▶ _Records_:

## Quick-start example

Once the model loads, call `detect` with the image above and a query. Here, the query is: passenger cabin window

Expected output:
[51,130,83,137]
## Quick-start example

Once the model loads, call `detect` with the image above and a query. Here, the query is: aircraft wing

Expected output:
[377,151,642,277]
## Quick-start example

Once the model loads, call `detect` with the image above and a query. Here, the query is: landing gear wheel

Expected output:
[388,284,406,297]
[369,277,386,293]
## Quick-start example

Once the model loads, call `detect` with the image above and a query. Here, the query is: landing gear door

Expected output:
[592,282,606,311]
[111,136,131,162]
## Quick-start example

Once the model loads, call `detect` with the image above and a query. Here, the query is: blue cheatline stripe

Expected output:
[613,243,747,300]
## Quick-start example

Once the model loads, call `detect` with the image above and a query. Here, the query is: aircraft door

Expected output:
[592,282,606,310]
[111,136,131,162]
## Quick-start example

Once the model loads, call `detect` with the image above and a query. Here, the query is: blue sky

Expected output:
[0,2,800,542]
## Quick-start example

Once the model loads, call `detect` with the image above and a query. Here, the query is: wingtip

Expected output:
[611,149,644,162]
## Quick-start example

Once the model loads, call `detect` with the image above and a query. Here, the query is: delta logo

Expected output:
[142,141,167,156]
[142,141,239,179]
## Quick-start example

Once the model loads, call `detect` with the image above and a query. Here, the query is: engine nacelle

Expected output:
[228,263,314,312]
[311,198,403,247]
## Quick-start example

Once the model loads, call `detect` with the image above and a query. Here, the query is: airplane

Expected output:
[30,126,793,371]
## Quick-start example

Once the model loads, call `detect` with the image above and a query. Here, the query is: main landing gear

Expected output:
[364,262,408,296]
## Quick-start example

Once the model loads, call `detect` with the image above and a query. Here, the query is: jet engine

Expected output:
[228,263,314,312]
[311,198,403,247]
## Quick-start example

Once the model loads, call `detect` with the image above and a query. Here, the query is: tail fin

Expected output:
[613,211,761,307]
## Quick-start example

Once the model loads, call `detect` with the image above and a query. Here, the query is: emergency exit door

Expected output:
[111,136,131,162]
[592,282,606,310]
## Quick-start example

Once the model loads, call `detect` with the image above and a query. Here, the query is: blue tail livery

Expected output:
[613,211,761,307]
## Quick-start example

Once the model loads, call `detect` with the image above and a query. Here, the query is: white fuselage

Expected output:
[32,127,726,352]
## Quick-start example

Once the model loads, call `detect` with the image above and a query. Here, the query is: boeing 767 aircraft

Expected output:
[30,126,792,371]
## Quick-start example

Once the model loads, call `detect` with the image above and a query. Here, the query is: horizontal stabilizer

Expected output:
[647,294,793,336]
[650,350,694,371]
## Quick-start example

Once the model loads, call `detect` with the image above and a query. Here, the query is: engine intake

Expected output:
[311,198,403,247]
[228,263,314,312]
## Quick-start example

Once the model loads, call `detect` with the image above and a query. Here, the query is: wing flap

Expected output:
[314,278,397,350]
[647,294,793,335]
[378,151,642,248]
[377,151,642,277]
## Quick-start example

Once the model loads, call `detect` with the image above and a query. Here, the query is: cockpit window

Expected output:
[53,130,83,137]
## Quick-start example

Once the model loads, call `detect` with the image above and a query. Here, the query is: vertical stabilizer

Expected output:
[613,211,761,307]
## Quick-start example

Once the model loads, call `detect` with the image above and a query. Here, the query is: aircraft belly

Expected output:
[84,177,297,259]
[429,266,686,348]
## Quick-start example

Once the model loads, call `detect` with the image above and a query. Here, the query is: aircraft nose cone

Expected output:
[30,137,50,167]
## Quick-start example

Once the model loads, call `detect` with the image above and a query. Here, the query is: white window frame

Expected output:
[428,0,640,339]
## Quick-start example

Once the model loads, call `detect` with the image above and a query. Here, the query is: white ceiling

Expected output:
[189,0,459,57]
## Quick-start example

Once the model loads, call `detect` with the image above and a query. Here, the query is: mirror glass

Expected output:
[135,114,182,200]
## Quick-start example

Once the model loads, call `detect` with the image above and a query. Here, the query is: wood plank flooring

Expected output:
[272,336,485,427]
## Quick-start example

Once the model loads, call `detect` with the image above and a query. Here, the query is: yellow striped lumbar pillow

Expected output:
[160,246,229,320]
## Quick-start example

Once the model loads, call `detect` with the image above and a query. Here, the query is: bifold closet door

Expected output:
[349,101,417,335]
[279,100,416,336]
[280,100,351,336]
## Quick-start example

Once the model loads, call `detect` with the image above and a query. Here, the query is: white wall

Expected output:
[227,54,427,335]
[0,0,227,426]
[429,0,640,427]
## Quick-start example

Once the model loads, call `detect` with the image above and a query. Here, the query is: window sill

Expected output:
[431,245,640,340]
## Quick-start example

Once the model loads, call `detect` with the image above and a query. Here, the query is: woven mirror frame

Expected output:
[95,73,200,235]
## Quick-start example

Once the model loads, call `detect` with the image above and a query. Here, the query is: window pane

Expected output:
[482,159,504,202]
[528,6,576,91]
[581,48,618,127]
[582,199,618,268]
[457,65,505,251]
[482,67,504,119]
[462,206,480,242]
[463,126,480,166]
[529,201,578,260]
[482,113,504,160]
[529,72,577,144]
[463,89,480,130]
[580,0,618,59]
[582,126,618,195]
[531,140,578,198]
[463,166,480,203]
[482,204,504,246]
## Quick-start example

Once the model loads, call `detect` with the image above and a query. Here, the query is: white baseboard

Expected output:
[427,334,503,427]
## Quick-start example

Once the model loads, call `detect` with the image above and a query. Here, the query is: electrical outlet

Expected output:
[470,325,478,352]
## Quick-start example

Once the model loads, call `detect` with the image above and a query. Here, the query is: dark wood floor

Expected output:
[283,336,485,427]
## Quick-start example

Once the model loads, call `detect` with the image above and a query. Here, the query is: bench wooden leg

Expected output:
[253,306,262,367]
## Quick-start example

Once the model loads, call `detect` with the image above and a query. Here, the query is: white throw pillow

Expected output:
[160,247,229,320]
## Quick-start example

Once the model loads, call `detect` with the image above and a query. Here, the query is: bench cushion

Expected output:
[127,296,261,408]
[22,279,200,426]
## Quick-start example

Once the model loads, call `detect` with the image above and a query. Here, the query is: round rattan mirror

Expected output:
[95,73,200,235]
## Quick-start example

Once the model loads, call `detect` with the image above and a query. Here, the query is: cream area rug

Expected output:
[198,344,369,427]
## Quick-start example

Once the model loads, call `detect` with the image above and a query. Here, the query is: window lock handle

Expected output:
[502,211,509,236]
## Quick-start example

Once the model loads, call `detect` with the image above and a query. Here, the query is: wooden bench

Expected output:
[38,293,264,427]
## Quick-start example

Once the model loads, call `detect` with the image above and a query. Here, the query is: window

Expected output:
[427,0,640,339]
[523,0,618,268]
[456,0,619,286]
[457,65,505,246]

▶ _What the task asks_:
Give all of the entries again, word for word.

▶ _Written solution_:
## Quick-start example

Once the model loads, call `detect` with the image above and a query. Here, the query is: passenger cabin window

Expected output:
[51,130,83,137]
## Quick-start example

Once the model loads, call `detect` with the image above and a query. Here, the query is: aircraft wing

Expected output:
[377,151,642,277]
## Quick-start example

Once the model loads, call `detect` with the image above and a query. Here, the query is: landing gear wheel

Expected output:
[388,284,406,297]
[369,277,386,293]
## Quick-start example

Once the model loads, call `detect` with the image above and a query. Here, the query is: landing gear door

Expected output:
[592,282,606,311]
[111,136,131,162]
## Quick-start example

Once the model loads, call `detect` with the image above and a query. Here, the query is: blue cheatline stripe

Expected output:
[613,243,747,300]
## Quick-start example

Once the model loads, call `detect` with the image above and a query. Here, the query is: aircraft door

Expected output:
[592,282,606,310]
[111,136,131,162]
## Quick-start example

Once the model loads, call `detect` with the image above and a query. Here, the query is: blue sky

Expected output:
[0,2,800,542]
## Quick-start example

Once the model loads, call `detect` with the image above and a query. Here, the query is: wingtip

Expected output:
[611,149,644,162]
## Quick-start example

Once the model loads, call `detect` with the image above and a query. Here, the query is: delta logo

Expected output:
[142,141,167,156]
[142,141,239,179]
## Quick-start example

Once the model loads, call `detect` with the image above and a query. Here, the query is: engine nacelle

Expected output:
[228,263,314,312]
[311,198,403,247]
## Quick-start example

Once the model loads, call `detect` with the image above and a query. Here, the query is: airplane

Expected output:
[30,126,793,371]
## Quick-start example

Once the model loads, call `detect` with the image above and a query. Here, the query is: main landing gear

Expected output:
[364,262,408,296]
## Quick-start example

Once the model loads, call `detect` with the image above and a query. Here, the query is: jet engine

Expected output:
[228,263,314,312]
[311,198,403,247]
## Quick-start example

Once the model loads, call `detect` with the image above and a query. Here, the query is: tail fin

Expected output:
[613,211,761,307]
## Quick-start example

Once the model loads, call `detect` with the image above and a query. Here, the query is: emergency exit door

Expected output:
[111,136,131,162]
[592,282,606,310]
## Quick-start example

Once the model loads, call `detect` with the image above and a query. Here, the query is: blue tail livery

Expected output:
[613,211,761,307]
## Quick-start example

Once the model loads, call `detect` with the image above and a query. Here, the query is: white fuselage

Expected output:
[32,127,726,352]
## Quick-start example

Once the model loads, call `detect` with the image above and a query. Here, the query is: boeing 767 aircraft

Expected output:
[30,126,792,371]
## Quick-start example

Once the model loads, call `detect` with the image above and a query. Here, the query is: horizontal stabilizer

Expected output:
[647,294,793,336]
[650,350,694,371]
## Quick-start example

Once the model loads, call `detect` with the image above and a query. Here, the query is: engine intake

Expected output:
[311,198,403,247]
[228,263,314,312]
## Quick-start example

Once the model loads, call `detect` with the image above and a query. Here, the query is: wing flap

Expected output:
[314,278,397,350]
[647,294,793,335]
[378,151,642,248]
[377,151,642,277]
## Quick-start example

Once the model loads, call `detect` with the image above and a query. Here, the query is: cockpit window

Expected output:
[53,130,83,137]
## Quick-start example

Once the model loads, call `detect` with the image above and a query. Here, the query is: vertical stabilizer

Expected output:
[613,211,761,307]
## Quick-start example

Once the model loads, call `detect` with the image above and a query. Here, the query is: aircraft belly

Expected output:
[84,177,297,259]
[429,266,686,348]
## Quick-start example

Once the model loads, call `detect` with the image above and a query. Here, the query is: aircraft nose cone

Expected output:
[30,137,50,167]
## Quick-start example

Once the model loads, call `detect` with the image above and a query. Here, the query is: white window frame

Expected output:
[428,0,640,339]
## Quick-start example

Once the model loads, call `detect` with the image above and a query. Here, the query is: white ceiling

Expected output:
[189,0,459,57]
## Quick-start example

Once the model loads, call `detect` with the image above and a query. Here, the query is: mirror glass

Expected output:
[135,114,182,200]
## Quick-start example

Once the model loads, call `detect` with the image above and a query. Here, the query is: wood plank flooring

Expected output:
[272,336,485,427]
## Quick-start example

Once the model loads, call `detect` with the image above and a query. Here, the query is: yellow striped lumbar pillow

Expected output:
[160,246,229,320]
## Quick-start example

Once the model loads, call `detect` with the image above and a query. Here, the query is: bifold closet door

Expected output:
[349,101,417,335]
[279,100,416,336]
[280,100,351,336]
## Quick-start example

Once the model loads, call `detect` with the image above and a query. Here, the query is: white wall

Expected output:
[227,54,427,335]
[0,0,227,426]
[429,0,640,427]
## Quick-start example

Once the model loads, call `detect` with the image above and a query. Here, the query is: window sill

Expected output:
[431,245,640,340]
## Quick-start example

Once the model loads, call `detect` with the image above and a query. Here, the query is: woven mirror frame

Expected output:
[95,73,200,235]
## Quick-start example

Once the model loads, call `detect` with the image above and a query. Here, the query is: window pane

Expected output:
[482,159,504,202]
[528,6,576,91]
[581,48,618,127]
[582,199,618,268]
[457,65,505,251]
[482,67,504,119]
[462,206,480,242]
[463,126,480,166]
[529,201,578,260]
[482,113,504,160]
[529,72,577,144]
[463,89,480,130]
[580,0,618,59]
[582,126,618,195]
[531,140,578,198]
[463,166,480,203]
[482,204,504,246]
## Quick-start example

Once the model loads, call `detect` with the image above and a query. Here, the query is: white baseboard

Expected output:
[427,334,503,427]
## Quick-start example

Once the model loads, call `detect` with the image above and a query. Here, the query is: electrical outlet

Expected output:
[470,325,478,352]
## Quick-start example

Once the model loads, call `detect` with the image above and a query. Here, the query is: dark wood floor

Expected output:
[283,336,485,427]
## Quick-start example

Once the model loads, call `detect` with the image above and a query. Here, the query is: bench wooden leg

Expected output:
[253,306,262,367]
## Quick-start example

Once the model loads, call `detect` with the image above and a query. Here, the query is: white throw pillow

Expected output:
[160,247,229,320]
## Quick-start example

Once the model loads, call `detect` with the image above and a query. Here, the query is: bench cushion

Expected output:
[127,296,261,408]
[22,279,200,426]
## Quick-start example

Once the model loads, call `detect` with the image above and a query. Here, the query is: round rattan mirror

Expected output:
[95,73,200,235]
## Quick-start example

Once the model loads, call `detect` with the image above and a query. Here, the query is: cream area rug

Expected output:
[198,344,369,427]
## Quick-start example

Once the model loads, call `detect` with the image above and a query. Here, the query is: window lock handle

Expected output:
[502,211,509,236]
## Quick-start example

Once the model loads, call `detect` with the image above and a query. Here, the query is: wooden bench

Expected output:
[38,293,264,427]
## Quick-start example

Once the model loads, call `detect` with the image above and a query. Here, the query is: window

Expected output:
[427,0,640,339]
[523,0,618,268]
[456,0,619,286]
[457,65,505,246]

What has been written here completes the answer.